= What you are asked to do =
Write the material out again exactly as it stands.

= Position annotation records =
[start]
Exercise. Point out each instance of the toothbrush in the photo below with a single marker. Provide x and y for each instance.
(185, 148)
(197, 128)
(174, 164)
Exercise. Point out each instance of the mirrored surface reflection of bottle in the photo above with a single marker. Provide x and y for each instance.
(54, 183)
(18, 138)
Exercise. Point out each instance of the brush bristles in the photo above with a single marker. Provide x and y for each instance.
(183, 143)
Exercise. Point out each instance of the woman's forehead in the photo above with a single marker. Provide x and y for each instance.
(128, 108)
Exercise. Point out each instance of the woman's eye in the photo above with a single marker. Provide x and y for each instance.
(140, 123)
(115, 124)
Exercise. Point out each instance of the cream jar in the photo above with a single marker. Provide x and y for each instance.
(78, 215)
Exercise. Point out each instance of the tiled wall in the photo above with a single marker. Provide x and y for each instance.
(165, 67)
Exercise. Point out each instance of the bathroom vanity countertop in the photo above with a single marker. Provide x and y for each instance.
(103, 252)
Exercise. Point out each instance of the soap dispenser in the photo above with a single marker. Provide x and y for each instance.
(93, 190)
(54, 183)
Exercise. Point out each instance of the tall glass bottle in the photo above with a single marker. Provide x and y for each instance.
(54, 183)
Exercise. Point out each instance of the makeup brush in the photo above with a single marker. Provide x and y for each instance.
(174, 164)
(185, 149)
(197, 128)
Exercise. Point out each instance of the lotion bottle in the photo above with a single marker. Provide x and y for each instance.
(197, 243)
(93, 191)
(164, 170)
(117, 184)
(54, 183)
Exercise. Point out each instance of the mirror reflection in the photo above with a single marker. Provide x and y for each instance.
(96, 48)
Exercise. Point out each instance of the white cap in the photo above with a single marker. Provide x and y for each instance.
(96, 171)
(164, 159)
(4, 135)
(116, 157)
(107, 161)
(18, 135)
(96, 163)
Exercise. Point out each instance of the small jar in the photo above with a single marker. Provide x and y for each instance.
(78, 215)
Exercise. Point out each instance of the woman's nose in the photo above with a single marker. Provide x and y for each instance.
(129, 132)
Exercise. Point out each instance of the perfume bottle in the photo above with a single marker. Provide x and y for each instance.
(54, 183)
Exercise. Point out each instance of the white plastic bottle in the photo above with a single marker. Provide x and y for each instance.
[end]
= Solution for this task =
Exercise. Point out each instance of the toothbrush in the photo below with a single marker. Provide x and y for each instance.
(185, 148)
(197, 128)
(174, 164)
Exercise. Point out each instance of the mirrored surface reflection of bottle in the photo above with a single marker. Provide x and y for each instance.
(54, 183)
(18, 138)
Exercise. Point out each instance of the brush bristles in the photo above with a single marker. Provide x and y for each instance.
(183, 143)
Exercise. Point out each instance of the woman's forehead in the photo above with a single marker. Provide x and y for each instance.
(128, 108)
Exercise. Point out each instance of the woman's eye in the photo above with a single marker. Provide x and y for each instance.
(140, 123)
(115, 124)
Exercise. Point out each instance of the cream jar in the photo above with a single marker. Provide x and y for each instance.
(78, 215)
Exercise. Point out each instance of the tiled wall in the photo above with a single marker. Provide x and y for each instance.
(165, 67)
Exercise. Point out each instance of the bathroom vanity countertop in the photo above with a single marker. Provide x and y for each instance.
(103, 252)
Exercise. Point out each instance of the soap dispenser in the photo above with a single marker. Provide x and y for each instance.
(93, 190)
(54, 183)
Exercise. Point out each instance of the tall glass bottle in the photo above with a single marker. Provide x and y for each instance.
(54, 183)
Exercise. Point out each instance of the makeup brush in the photo above with a single marker. Provide x and y for each instance.
(174, 164)
(185, 149)
(197, 128)
Exercise. Point out each instance of the lotion bottle in the photo above with a single marker. Provide x and y for each instance.
(197, 243)
(93, 191)
(164, 170)
(117, 184)
(54, 183)
Exercise. Point out each instance of the mirror reflection in the photo above with a single marker. Provide x and y for each instance.
(96, 48)
Exercise. Point out each instance of the white cap in the photo above with a single marker. Provide x and y for each instance.
(96, 171)
(164, 159)
(4, 135)
(116, 157)
(107, 161)
(18, 135)
(96, 163)
Exercise. Point out each instance of the small jar in the photo above with a single marker. Provide x and y for each instance.
(78, 215)
Exercise. Point out each instance of the woman's nose in the photo above with a single marker. Provide x and y for each instance.
(129, 132)
Exercise. Point out each instance of the perfume bottle in the photo above with a single marker. Provide x and y for each instance.
(54, 183)
Exercise. Point out each instance of the white plastic bottle in the photo above with a single marker. Provide x and y for each instance.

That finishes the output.